• **Work item**
Copy the data below exactly. Any pictures in it should be omitted.

• **Entries shown**
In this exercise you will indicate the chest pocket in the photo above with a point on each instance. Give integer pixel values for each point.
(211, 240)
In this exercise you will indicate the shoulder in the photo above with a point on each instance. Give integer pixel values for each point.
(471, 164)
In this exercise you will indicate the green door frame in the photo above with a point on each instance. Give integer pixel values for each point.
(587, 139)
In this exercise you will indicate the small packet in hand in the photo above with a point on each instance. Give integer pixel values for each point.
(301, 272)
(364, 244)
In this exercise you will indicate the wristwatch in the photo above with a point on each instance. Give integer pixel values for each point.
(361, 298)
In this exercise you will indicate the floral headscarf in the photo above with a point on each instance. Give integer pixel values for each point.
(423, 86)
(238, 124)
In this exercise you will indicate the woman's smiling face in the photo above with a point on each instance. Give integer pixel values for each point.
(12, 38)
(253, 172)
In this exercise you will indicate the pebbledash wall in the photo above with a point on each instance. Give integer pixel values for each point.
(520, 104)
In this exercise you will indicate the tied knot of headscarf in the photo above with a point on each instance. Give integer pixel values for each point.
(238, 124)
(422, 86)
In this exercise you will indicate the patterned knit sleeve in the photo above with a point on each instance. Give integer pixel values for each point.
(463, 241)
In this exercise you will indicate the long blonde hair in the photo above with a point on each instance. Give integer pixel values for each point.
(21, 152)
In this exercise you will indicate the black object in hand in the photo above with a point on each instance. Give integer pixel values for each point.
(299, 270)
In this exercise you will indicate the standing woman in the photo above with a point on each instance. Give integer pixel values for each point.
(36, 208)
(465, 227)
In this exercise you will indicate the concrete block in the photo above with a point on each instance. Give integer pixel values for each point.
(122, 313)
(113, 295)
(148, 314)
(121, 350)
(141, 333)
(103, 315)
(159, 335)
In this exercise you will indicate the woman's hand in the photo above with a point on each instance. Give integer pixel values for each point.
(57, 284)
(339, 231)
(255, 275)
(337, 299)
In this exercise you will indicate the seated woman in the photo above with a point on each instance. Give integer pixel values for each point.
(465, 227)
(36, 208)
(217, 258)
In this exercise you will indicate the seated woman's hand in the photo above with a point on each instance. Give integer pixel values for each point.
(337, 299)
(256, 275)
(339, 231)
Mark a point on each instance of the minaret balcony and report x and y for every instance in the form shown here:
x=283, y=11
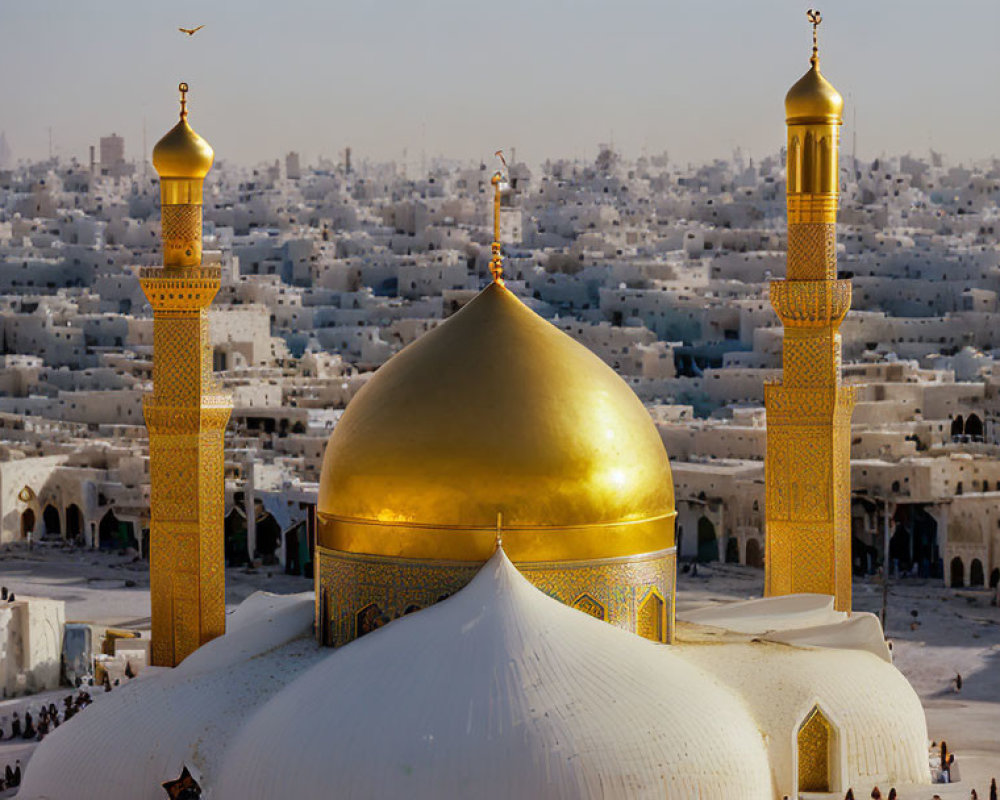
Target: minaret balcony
x=811, y=304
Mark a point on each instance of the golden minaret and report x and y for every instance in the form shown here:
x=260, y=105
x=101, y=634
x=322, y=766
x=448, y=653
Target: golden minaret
x=808, y=467
x=186, y=414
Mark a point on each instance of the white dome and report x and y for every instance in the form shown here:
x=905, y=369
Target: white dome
x=146, y=731
x=499, y=692
x=880, y=728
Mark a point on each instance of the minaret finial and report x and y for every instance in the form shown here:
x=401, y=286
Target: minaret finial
x=815, y=18
x=496, y=261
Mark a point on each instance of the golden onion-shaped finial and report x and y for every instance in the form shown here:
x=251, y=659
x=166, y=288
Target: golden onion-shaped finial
x=182, y=153
x=813, y=99
x=496, y=260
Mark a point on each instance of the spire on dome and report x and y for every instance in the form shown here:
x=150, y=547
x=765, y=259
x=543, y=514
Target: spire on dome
x=498, y=180
x=815, y=17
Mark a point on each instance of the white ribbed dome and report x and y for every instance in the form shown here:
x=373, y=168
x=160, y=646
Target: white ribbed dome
x=145, y=732
x=499, y=692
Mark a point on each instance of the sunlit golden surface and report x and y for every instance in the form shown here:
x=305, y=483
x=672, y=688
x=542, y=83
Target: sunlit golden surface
x=496, y=411
x=813, y=100
x=186, y=415
x=807, y=467
x=182, y=153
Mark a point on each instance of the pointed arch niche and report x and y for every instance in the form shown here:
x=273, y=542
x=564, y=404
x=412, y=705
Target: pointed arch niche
x=650, y=621
x=817, y=753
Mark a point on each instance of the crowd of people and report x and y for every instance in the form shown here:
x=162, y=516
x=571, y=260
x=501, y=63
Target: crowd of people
x=49, y=717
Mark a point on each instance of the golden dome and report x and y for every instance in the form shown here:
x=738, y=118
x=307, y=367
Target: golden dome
x=813, y=100
x=496, y=412
x=182, y=153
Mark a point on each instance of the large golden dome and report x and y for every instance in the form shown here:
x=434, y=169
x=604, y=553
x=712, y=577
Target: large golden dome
x=496, y=412
x=813, y=100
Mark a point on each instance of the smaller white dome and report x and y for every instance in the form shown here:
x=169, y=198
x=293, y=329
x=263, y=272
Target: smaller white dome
x=499, y=692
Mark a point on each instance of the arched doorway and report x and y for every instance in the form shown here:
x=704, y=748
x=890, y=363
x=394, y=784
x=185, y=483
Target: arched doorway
x=732, y=550
x=976, y=576
x=27, y=522
x=650, y=623
x=957, y=573
x=815, y=753
x=235, y=532
x=110, y=533
x=50, y=518
x=268, y=538
x=369, y=618
x=74, y=522
x=708, y=547
x=588, y=605
x=296, y=549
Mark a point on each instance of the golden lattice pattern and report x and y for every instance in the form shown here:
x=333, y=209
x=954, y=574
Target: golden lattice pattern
x=812, y=251
x=186, y=416
x=181, y=235
x=814, y=753
x=349, y=582
x=811, y=359
x=810, y=303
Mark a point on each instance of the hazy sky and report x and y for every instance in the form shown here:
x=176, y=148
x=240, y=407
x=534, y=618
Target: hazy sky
x=464, y=77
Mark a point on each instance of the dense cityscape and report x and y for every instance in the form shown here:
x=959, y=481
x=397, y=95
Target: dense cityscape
x=662, y=269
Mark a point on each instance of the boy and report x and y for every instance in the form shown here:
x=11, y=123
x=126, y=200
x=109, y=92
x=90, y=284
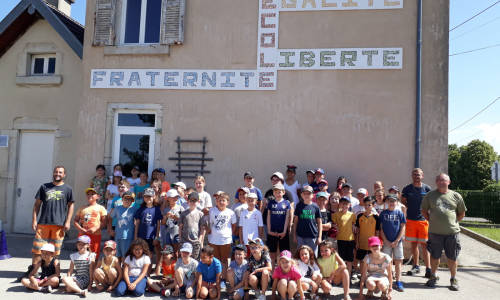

• **Solution to this exercise**
In this exercise you will indicate the chest pocket in the photo above with a point on each instance. Give integer pixel values for each point.
(211, 240)
In this exercise you will indicate the shoulder in the photo above with a point on each instance. Give integer pixel values for each point.
(471, 164)
In this exercise you will indicate the green door frame in the photo above with a point on each instance. Give integer pixel values for each point.
(587, 139)
In this exercise you will indicate the small packet in hand in the photo above with a point on each instance. Give integer pixel values for each point.
(301, 272)
(364, 244)
In this exercise you will indicate the wristwatch in the photo above with a point on each instance. Give integer pixel values for each point.
(361, 298)
In this exercise you will indicate the floral headscarf in the photo above with a point on each instance. Give integer pixel values for each point.
(423, 86)
(238, 124)
In this exercise you will indicate the woman's smiling face in the photo above with a point on each instance. Give integer pixel values for each point.
(12, 38)
(253, 172)
In this exercise you will indicate the pebbledash wall in the photo above with a point on each instance. Give integer pixel values for each point.
(520, 104)
In this exercise you will indicate the tied knot of headscarf in the photo above with a point on each instance. Give integer pixel values for each point.
(238, 124)
(422, 86)
In this exercise you will indicate the patterned knit sleeve in the photo above with a point on each instance. Give integer pixel values for each point.
(463, 241)
In this exercise you will indicate the long blonde hair in the photo above with a point on each instance. Give integer pixel values for each point.
(21, 152)
In this exercise you will indicate the black object in hand in the photo above with a point on each instance. Give integer pixel values for each point.
(299, 270)
In this exercise you will indicate the standing woman in the photo above with a point on each instance. Give integer pixel values for each point.
(36, 208)
(465, 227)
In this exercise you will indicate the concrete block in the photo above with a point on each instance. Give integer pixel values for each point.
(122, 313)
(113, 295)
(148, 314)
(121, 350)
(141, 333)
(103, 315)
(159, 335)
In this exercise you will indicate the woman's hand in the photo above with a point on each instance. Give integer pixel values for each point.
(57, 284)
(339, 231)
(255, 275)
(337, 299)
In this exercise you will indicate the seated woman in the photo above with a point on each instance. Give integer pixel values for each point.
(465, 227)
(36, 208)
(217, 258)
In this exercise you will indicate the seated woman's hand in the photo above with a point on each instance. Give integer pixel values for each point.
(337, 299)
(256, 275)
(339, 231)
Mark a point on each instance of the minaret balcony and report x and y for every instance in the form shown here:
x=283, y=11
Target: minaret balcony
x=811, y=304
Mark a point on each instance of the golden minaret and report x and y for every instance in the form shown here:
x=260, y=105
x=101, y=634
x=322, y=766
x=448, y=653
Target: golden minaret
x=808, y=467
x=186, y=414
Mark a point on each instance of the white dome and report x and y for every instance in the form shown here:
x=905, y=369
Target: white dome
x=146, y=731
x=499, y=692
x=880, y=728
Mark a point on each instance of the minaret finial and report x and y for every instance in the form shown here:
x=401, y=286
Target: minaret finial
x=815, y=18
x=496, y=261
Mark a point on each instance of the golden onion-shaped finial and report x and y for every instance in the form shown here:
x=251, y=659
x=166, y=288
Target: golden onion-shaped finial
x=182, y=153
x=813, y=99
x=496, y=260
Mark a point on each instance of the spire on dome and report x and y for every instance in the form shown here:
x=150, y=547
x=765, y=259
x=543, y=514
Target: spire on dome
x=498, y=180
x=815, y=17
Mark a point on each instance of the white ribbed dome and report x and y for every instance in the form shown here:
x=373, y=168
x=160, y=646
Target: white ribbed dome
x=145, y=732
x=499, y=692
Mark a point on each instance of the sunlit golden surface and report x and y for every instance in the form shown here:
x=305, y=483
x=672, y=688
x=542, y=83
Target: sunlit golden surface
x=496, y=411
x=813, y=100
x=186, y=415
x=807, y=467
x=182, y=153
Mark a point on each instance of the pointed arch niche and report x and y for every instance in the form shown here:
x=273, y=542
x=564, y=404
x=412, y=705
Target: pointed arch niche
x=650, y=621
x=817, y=753
Mark a point on each instance of the crowd of people and report x and y for every instance in the form shown here:
x=162, y=516
x=571, y=260
x=501, y=63
Target: crowd of people
x=49, y=717
Mark a point on each instance of the golden dome and report x and y for every instance in the form shown here:
x=738, y=118
x=307, y=367
Target: golden dome
x=813, y=100
x=496, y=412
x=182, y=153
Mark a point on each instance of the large golden dome and report x and y for every instance in the form shown here:
x=434, y=169
x=604, y=553
x=712, y=577
Target: large golden dome
x=496, y=412
x=813, y=100
Mark a point on each instance of the smaller white dome and report x and y for every instance in the form shown here:
x=169, y=198
x=293, y=329
x=263, y=272
Target: smaller white dome
x=499, y=692
Mark a point on each instance of the arched doorway and report x and y for every instance in the form shown here:
x=704, y=748
x=890, y=363
x=394, y=784
x=185, y=483
Target: arched doorway
x=732, y=550
x=976, y=576
x=27, y=522
x=650, y=623
x=957, y=573
x=815, y=753
x=235, y=532
x=110, y=533
x=50, y=518
x=268, y=538
x=369, y=618
x=74, y=522
x=708, y=547
x=588, y=605
x=296, y=549
Mark a point on each instance of the golden lattice pattern and report x and y for every instance in the form shown here:
x=333, y=209
x=954, y=574
Target: golden lattice pattern
x=812, y=251
x=186, y=416
x=181, y=235
x=814, y=753
x=349, y=582
x=811, y=359
x=810, y=303
Mark a point on each instance of the hazy sky and report x and y for every instance in the form shown here:
x=176, y=148
x=240, y=407
x=534, y=618
Target: hazy sky
x=464, y=77
Mark a point on each instance of the dense cityscape and report x and y for every instance in the form shown here:
x=959, y=481
x=397, y=95
Target: dense cityscape
x=662, y=269
Mark a point on each instance of the boy and report x and y for every instance in the form shown here:
x=11, y=123
x=126, y=200
x=109, y=92
x=90, y=284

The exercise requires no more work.